▶ _Your task_
Begin at the line below that contains "Target: sunlit leaf" and write out every line from there to the end of the entries, exactly.

▶ _Recorded information_
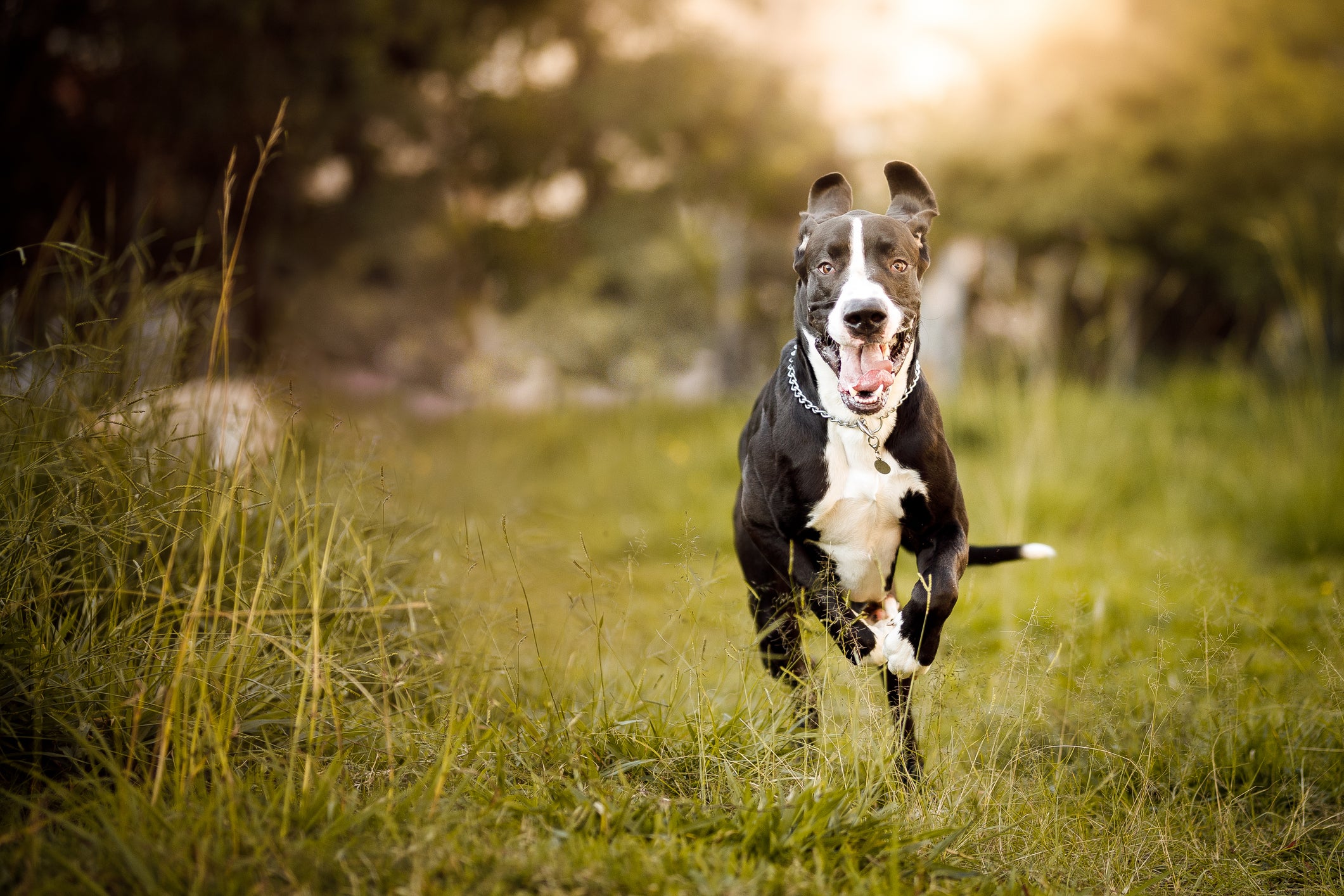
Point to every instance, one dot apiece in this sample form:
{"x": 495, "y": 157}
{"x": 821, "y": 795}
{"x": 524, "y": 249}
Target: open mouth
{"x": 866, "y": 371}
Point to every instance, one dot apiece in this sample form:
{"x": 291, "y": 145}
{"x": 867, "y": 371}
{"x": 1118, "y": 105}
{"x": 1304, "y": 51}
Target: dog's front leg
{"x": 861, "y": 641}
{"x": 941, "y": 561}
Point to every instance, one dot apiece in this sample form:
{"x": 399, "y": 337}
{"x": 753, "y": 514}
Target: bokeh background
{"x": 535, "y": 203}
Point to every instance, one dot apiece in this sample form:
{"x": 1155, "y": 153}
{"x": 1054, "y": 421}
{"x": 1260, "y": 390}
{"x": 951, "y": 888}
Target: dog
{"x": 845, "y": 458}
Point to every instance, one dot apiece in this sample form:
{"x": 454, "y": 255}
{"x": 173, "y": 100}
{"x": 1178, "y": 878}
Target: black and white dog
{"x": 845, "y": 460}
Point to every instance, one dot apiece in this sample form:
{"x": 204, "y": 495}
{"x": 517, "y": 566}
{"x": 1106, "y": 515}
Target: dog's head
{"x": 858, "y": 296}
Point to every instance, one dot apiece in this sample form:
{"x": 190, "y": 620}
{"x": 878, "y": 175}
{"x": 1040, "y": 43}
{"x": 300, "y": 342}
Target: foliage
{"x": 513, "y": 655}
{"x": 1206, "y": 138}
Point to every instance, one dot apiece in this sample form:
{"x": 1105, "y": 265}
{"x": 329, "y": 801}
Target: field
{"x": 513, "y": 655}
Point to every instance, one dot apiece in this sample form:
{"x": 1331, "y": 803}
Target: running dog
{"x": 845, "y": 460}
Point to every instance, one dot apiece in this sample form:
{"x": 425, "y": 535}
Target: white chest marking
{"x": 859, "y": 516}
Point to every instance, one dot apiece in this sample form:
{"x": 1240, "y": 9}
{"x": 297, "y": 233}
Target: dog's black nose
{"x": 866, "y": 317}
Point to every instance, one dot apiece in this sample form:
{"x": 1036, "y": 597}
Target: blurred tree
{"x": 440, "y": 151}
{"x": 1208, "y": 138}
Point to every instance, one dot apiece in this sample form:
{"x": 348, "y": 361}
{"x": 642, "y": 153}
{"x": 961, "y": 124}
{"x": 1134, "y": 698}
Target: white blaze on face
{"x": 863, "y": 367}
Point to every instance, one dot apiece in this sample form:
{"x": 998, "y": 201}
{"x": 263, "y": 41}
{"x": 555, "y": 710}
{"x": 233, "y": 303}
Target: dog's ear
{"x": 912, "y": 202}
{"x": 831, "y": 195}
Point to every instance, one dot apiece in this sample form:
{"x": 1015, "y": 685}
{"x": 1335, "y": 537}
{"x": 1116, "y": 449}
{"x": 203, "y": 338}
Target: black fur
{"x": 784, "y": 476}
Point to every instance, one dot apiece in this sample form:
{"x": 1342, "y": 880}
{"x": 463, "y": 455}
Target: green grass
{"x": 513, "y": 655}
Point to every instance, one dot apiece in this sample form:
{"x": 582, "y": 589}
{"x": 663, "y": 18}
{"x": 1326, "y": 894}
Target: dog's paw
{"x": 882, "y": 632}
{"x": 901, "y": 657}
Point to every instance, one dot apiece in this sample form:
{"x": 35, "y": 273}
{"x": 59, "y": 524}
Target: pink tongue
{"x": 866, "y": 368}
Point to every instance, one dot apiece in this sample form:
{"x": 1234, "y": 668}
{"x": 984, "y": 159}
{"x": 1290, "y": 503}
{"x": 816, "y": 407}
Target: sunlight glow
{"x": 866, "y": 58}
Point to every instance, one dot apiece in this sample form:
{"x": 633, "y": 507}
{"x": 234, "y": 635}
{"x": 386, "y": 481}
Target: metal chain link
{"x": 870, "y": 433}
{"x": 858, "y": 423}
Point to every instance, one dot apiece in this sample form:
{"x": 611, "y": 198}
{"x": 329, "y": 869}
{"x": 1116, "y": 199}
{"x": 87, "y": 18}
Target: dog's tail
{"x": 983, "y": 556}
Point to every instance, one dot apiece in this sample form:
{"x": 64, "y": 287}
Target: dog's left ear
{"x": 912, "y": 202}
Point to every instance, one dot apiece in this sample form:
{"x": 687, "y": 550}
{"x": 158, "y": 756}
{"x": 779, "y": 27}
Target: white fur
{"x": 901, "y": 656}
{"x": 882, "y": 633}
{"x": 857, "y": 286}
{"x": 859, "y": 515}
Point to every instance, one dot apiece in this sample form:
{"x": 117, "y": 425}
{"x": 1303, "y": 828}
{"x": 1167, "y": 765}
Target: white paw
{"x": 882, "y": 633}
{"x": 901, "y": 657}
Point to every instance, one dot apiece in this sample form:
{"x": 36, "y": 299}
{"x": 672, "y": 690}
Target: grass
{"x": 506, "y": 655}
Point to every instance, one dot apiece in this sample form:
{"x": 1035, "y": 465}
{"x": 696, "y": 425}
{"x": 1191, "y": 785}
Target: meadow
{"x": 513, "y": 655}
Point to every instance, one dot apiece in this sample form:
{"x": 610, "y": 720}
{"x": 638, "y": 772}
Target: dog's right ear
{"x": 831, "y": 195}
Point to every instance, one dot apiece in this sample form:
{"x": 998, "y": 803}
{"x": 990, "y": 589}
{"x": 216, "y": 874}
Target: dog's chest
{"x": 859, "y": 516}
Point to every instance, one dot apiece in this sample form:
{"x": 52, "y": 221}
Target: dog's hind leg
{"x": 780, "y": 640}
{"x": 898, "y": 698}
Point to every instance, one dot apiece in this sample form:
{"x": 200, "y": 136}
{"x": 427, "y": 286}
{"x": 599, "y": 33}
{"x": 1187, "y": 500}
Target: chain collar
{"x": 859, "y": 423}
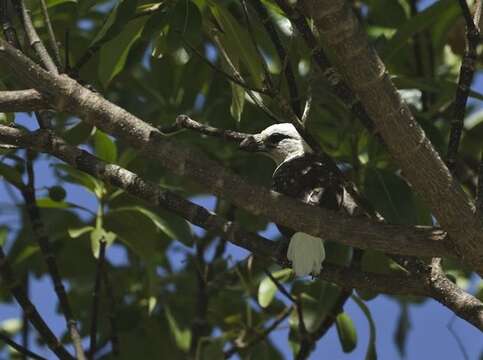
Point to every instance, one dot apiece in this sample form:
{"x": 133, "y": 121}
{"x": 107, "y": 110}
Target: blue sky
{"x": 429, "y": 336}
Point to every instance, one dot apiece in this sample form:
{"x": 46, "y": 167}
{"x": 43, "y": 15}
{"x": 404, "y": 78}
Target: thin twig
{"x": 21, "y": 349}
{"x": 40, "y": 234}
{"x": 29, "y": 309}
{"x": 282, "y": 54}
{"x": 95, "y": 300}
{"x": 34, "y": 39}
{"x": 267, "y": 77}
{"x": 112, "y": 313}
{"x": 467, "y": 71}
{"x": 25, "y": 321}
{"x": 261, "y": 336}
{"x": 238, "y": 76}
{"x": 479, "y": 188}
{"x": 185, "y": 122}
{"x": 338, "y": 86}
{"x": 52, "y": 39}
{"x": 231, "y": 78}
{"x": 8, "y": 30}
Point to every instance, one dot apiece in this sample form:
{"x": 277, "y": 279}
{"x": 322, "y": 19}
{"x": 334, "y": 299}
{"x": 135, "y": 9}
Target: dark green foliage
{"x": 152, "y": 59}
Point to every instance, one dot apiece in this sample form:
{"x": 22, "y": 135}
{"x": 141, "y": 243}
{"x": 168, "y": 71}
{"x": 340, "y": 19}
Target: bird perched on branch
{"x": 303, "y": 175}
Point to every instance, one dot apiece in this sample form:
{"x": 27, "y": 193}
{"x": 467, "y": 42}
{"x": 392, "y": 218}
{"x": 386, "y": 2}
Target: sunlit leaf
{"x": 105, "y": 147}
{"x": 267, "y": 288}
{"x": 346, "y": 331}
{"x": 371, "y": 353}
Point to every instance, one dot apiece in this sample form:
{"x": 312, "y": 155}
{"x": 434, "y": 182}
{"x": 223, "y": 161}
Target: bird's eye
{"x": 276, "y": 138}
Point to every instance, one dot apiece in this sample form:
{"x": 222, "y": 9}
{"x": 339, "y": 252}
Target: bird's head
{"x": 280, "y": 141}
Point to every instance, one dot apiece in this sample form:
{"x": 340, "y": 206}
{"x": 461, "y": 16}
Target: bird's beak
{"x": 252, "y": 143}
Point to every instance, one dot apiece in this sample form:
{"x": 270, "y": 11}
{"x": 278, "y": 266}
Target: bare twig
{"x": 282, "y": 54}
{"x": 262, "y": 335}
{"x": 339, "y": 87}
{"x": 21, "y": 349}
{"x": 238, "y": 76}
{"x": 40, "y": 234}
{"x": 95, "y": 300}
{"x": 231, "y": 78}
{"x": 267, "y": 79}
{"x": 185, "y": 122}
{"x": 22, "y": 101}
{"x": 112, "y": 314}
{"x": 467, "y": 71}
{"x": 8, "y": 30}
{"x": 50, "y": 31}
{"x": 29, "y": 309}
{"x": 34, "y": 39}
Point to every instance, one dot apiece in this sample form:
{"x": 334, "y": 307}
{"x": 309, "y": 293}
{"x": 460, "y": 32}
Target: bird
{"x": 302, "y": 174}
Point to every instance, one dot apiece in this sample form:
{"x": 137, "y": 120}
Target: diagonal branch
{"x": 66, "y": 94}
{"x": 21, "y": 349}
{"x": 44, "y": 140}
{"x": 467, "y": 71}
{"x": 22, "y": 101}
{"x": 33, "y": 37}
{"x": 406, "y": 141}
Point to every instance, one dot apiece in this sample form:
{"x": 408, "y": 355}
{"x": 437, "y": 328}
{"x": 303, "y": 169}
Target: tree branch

▶ _Written reply_
Target: sunlit leaf
{"x": 105, "y": 147}
{"x": 267, "y": 288}
{"x": 346, "y": 331}
{"x": 371, "y": 353}
Point to every instance, one dot apiece in this sample form:
{"x": 312, "y": 155}
{"x": 434, "y": 182}
{"x": 223, "y": 161}
Target: bird's eye
{"x": 276, "y": 138}
Point to every instance, one dot apiece in this sample form:
{"x": 222, "y": 9}
{"x": 339, "y": 252}
Target: bird's head
{"x": 280, "y": 141}
Point to every instance, one dot apiece in this sample form:
{"x": 340, "y": 206}
{"x": 461, "y": 16}
Target: bird's beak
{"x": 252, "y": 143}
Point to every instance, one dot apiece in this sample form:
{"x": 270, "y": 11}
{"x": 278, "y": 266}
Target: bare twig
{"x": 282, "y": 54}
{"x": 262, "y": 335}
{"x": 339, "y": 87}
{"x": 21, "y": 349}
{"x": 238, "y": 76}
{"x": 40, "y": 234}
{"x": 95, "y": 300}
{"x": 231, "y": 78}
{"x": 267, "y": 79}
{"x": 185, "y": 122}
{"x": 22, "y": 101}
{"x": 112, "y": 314}
{"x": 467, "y": 71}
{"x": 8, "y": 30}
{"x": 50, "y": 31}
{"x": 29, "y": 309}
{"x": 34, "y": 39}
Point to every instance, one dot apiece in this sample form:
{"x": 334, "y": 307}
{"x": 309, "y": 293}
{"x": 460, "y": 32}
Target: bird
{"x": 302, "y": 174}
Point to every instance, one dot apiece in this sample form:
{"x": 137, "y": 120}
Target: diagonal branch
{"x": 66, "y": 94}
{"x": 21, "y": 349}
{"x": 44, "y": 140}
{"x": 467, "y": 71}
{"x": 22, "y": 101}
{"x": 33, "y": 37}
{"x": 406, "y": 141}
Point to every instance, one dot apiece in this sample form:
{"x": 408, "y": 355}
{"x": 437, "y": 328}
{"x": 303, "y": 169}
Target: tree branch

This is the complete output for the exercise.